─── Data provided ───

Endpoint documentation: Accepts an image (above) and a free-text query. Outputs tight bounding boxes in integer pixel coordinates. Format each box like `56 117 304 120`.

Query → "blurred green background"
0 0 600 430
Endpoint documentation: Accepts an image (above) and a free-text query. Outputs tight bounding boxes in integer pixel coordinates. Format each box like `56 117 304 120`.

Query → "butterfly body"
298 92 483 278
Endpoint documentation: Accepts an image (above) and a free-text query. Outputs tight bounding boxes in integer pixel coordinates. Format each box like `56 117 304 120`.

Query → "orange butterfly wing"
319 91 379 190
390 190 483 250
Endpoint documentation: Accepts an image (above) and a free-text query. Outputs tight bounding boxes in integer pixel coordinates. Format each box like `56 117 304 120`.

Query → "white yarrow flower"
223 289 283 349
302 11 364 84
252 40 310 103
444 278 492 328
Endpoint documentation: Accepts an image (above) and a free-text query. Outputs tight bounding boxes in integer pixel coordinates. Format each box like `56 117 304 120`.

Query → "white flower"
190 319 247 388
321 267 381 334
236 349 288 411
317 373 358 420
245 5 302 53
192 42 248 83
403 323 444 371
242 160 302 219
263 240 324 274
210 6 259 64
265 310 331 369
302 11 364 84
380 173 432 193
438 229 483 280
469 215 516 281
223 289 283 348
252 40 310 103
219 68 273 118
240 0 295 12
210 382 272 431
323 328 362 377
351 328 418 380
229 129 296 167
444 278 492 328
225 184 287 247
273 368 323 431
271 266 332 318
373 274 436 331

───

## Exercise instructions
Reproduce every line of the records above without any changes.

## Result of the exercise
Endpoint documentation: Accepts an image (above) and a free-text query. Outputs tight bounding boxes in integer pixel coordinates. Format each box like `56 117 304 120`.

Query → "blurred green background"
0 0 600 430
Endpoint documentation: Accepts an image (above) and a free-text query. Outputs tight bounding boxes in integer pixel coordinates. Format each box like `56 117 304 120`.

Query → "butterfly body"
298 92 483 278
Endpoint documentation: Accepts an image (above) and a free-text query. Outputs tight bounding boxes in integer pixel coordinates. Format each box like `56 117 304 120`.

Query → "orange butterfly wing"
319 91 379 190
390 190 483 250
Endpoint documentation: Accepts an image (above) and a free-text query. Outputs tight bounding boxes in integer pixel coordinates. Format each box like `56 117 304 120`.

Query → "white yarrow flower"
223 289 283 349
302 11 364 84
252 40 310 103
444 278 492 328
Endpoint documentation: Accepts an image (above) and a free-text query. Outputs tight bounding boxes in integer pixel coordinates. Format each box like `56 117 304 120`.

Query → "white flower"
190 319 247 388
321 267 381 334
236 349 288 411
317 373 358 420
245 5 302 53
192 42 248 83
403 323 444 371
242 160 302 219
263 240 324 274
210 6 259 64
265 310 331 369
302 11 364 84
380 173 432 193
438 229 483 280
469 215 516 281
223 289 283 348
252 40 310 103
219 68 273 118
240 0 295 12
210 382 272 431
323 328 362 377
351 328 418 380
229 129 296 167
444 278 492 328
225 184 287 247
273 368 323 431
271 266 332 318
373 274 436 331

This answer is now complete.